> _Given information_:
++++++++

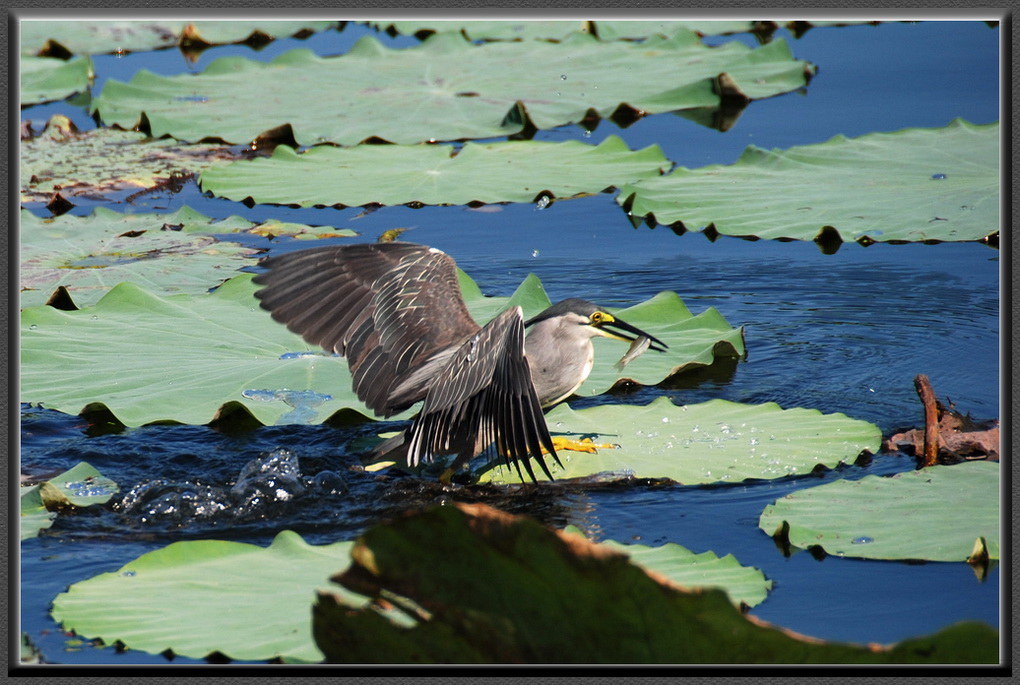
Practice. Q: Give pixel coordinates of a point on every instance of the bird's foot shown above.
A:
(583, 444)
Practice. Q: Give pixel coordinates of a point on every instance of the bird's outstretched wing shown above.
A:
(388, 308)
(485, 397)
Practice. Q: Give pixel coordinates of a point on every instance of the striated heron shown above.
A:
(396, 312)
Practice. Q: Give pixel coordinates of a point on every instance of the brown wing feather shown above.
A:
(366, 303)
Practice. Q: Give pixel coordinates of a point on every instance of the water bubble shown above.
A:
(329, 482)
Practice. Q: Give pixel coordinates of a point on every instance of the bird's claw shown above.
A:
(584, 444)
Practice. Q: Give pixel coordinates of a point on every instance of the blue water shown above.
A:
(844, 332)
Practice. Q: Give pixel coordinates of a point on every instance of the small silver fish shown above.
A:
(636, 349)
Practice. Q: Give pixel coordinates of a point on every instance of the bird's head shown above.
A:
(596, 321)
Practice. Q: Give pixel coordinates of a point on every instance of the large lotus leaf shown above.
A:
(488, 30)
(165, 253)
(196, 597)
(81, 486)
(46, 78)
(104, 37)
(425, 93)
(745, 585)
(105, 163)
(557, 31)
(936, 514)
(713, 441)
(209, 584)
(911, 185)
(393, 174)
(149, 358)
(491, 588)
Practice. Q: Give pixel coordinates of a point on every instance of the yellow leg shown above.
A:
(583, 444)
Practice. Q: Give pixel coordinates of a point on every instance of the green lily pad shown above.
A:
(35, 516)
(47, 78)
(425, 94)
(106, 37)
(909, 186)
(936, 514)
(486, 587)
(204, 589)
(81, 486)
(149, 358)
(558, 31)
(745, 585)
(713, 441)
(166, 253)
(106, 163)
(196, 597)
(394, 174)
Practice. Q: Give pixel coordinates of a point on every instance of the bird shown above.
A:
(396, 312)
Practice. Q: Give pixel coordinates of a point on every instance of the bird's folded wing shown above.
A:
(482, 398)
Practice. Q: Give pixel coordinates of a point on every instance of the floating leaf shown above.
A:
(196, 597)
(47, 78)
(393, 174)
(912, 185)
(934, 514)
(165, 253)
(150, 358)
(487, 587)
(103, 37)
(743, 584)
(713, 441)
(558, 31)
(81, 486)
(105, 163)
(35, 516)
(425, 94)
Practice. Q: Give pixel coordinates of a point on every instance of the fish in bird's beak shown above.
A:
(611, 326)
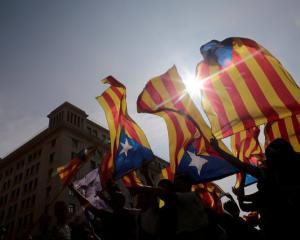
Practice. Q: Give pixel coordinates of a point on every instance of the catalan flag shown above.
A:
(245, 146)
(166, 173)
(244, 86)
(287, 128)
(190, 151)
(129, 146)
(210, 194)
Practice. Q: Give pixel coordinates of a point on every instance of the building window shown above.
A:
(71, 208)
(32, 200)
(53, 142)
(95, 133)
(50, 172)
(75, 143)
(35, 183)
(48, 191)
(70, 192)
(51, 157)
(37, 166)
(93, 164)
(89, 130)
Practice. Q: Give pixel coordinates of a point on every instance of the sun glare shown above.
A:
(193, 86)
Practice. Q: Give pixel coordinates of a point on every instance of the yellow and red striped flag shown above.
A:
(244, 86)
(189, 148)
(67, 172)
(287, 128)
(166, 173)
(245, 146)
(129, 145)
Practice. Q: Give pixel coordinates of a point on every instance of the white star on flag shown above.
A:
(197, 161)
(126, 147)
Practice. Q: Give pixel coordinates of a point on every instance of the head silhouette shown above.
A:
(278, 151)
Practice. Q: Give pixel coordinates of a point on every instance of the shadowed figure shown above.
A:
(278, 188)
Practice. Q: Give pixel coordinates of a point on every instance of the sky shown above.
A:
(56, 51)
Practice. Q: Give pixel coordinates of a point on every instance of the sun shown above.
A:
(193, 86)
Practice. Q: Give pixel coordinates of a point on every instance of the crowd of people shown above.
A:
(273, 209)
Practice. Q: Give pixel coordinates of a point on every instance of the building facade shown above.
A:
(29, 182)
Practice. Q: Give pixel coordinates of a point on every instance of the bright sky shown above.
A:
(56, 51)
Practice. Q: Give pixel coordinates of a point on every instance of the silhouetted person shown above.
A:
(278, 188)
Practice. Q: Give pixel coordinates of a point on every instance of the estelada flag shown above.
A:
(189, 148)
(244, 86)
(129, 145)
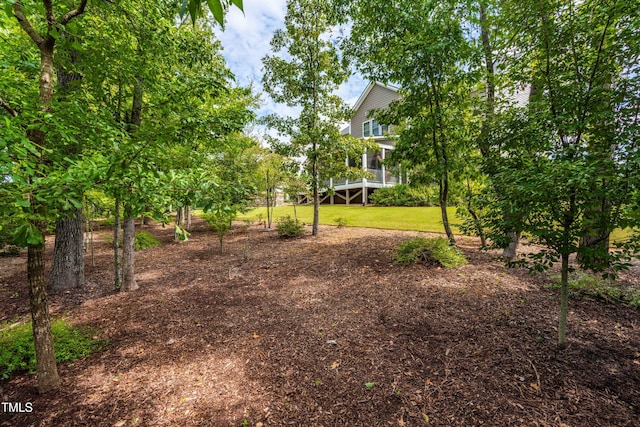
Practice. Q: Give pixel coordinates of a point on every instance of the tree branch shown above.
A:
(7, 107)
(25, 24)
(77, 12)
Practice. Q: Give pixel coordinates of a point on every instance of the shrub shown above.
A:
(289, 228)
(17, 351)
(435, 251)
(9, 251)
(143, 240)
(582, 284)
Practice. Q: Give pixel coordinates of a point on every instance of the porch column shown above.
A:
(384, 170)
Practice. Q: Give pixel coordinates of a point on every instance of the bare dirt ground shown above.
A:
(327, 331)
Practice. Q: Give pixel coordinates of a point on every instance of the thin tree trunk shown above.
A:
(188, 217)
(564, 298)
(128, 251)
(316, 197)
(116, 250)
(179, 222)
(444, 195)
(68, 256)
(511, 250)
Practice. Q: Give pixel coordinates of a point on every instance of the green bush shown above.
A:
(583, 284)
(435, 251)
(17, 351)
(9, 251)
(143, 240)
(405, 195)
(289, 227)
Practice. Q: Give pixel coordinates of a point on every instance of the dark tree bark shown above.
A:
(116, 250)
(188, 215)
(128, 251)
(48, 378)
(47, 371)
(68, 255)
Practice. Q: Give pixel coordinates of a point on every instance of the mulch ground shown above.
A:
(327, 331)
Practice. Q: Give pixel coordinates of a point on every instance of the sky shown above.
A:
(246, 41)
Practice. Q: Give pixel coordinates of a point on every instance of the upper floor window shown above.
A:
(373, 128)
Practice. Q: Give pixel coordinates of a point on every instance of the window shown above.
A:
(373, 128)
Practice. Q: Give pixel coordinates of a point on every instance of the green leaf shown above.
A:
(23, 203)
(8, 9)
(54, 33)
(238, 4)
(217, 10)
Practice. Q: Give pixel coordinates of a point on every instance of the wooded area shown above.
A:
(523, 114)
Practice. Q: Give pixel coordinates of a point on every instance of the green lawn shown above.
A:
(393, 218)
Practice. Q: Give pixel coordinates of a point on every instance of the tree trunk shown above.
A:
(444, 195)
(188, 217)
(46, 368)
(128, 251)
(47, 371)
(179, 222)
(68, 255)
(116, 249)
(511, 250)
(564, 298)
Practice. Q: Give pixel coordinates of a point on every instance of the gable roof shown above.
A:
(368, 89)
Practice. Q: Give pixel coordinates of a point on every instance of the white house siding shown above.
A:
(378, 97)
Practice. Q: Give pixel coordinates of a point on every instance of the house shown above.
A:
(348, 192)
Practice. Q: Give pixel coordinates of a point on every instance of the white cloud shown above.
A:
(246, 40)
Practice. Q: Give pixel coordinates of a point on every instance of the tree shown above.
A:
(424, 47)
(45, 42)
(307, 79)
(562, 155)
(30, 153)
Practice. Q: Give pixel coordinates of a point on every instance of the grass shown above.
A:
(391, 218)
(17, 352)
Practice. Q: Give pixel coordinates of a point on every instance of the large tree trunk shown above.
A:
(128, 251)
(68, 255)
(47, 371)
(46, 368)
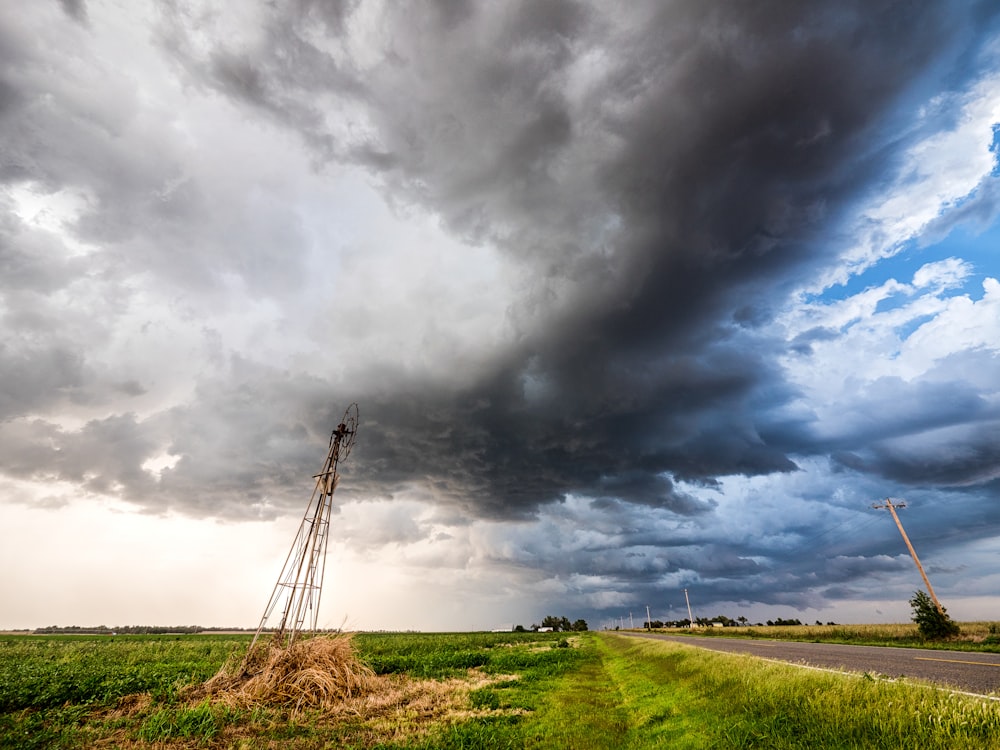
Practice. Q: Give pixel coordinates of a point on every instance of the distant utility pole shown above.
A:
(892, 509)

++++++++

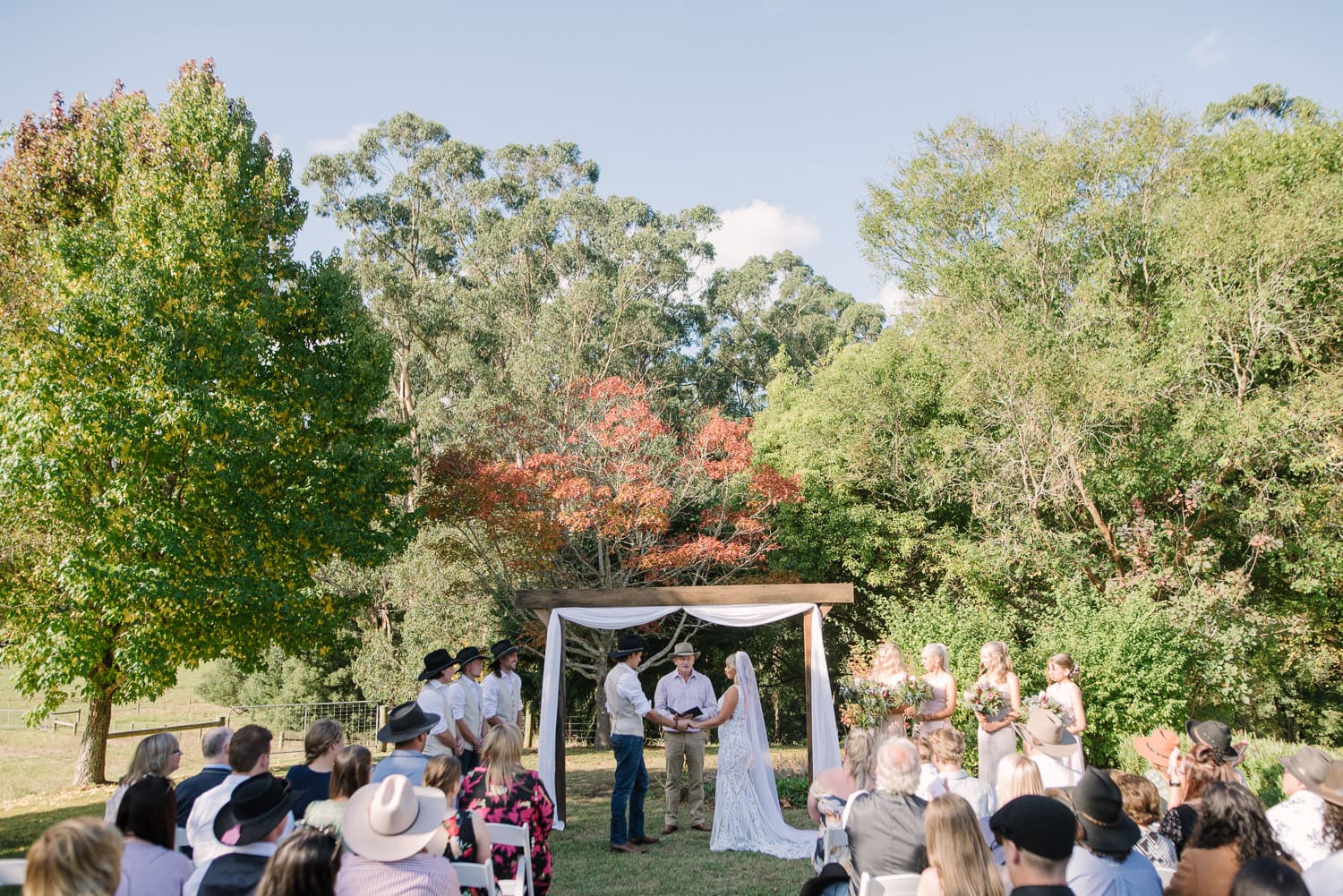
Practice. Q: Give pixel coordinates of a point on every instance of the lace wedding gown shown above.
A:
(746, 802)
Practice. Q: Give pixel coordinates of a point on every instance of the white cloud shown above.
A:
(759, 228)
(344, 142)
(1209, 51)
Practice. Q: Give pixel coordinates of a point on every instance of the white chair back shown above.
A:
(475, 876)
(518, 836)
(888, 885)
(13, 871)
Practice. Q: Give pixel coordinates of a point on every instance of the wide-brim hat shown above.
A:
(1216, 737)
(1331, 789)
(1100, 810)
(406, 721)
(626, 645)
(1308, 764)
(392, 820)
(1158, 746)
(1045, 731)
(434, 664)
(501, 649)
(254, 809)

++++++++

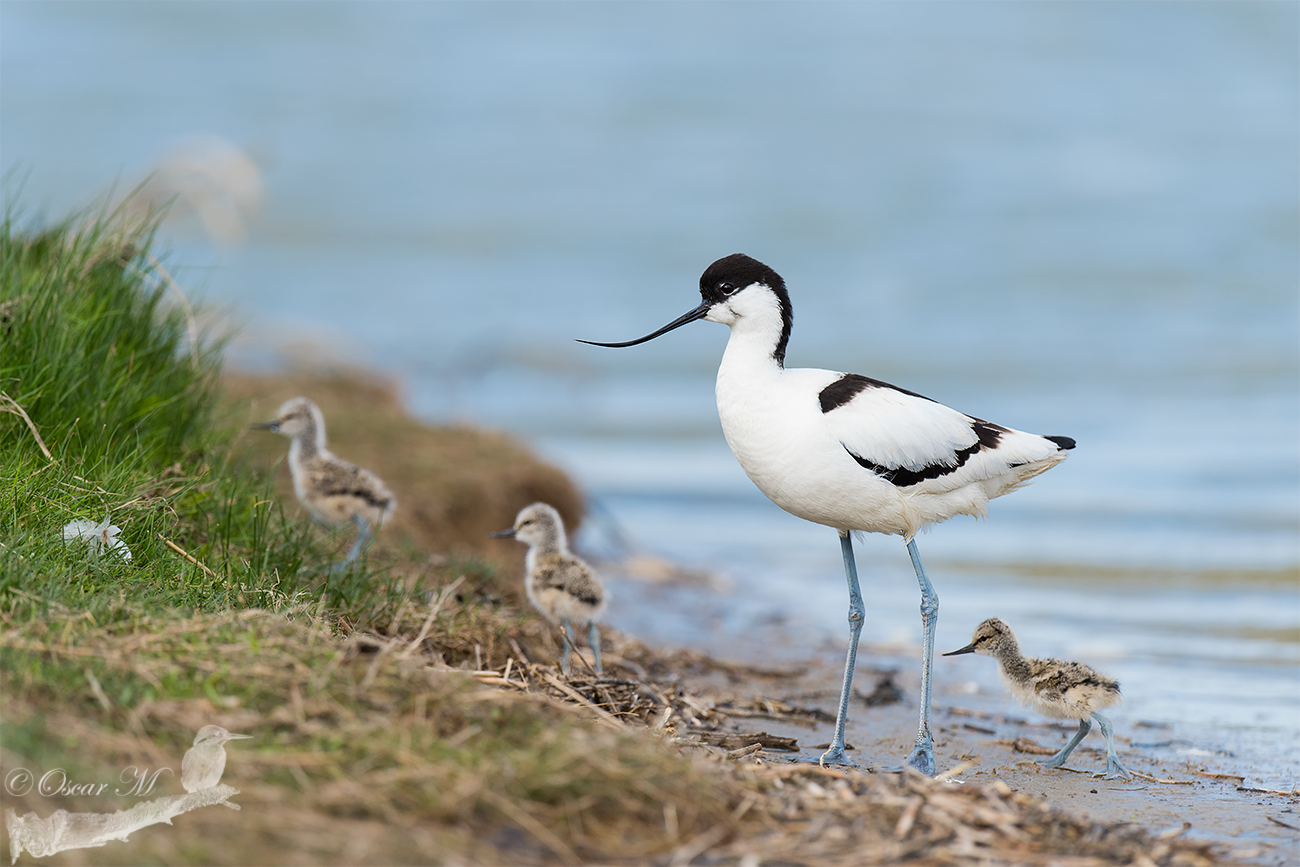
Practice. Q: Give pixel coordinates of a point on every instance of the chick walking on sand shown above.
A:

++++++++

> _Do this_:
How many lines in the records above contain the word "yellow"? Reply with the number only.

> _Complete answer_:
2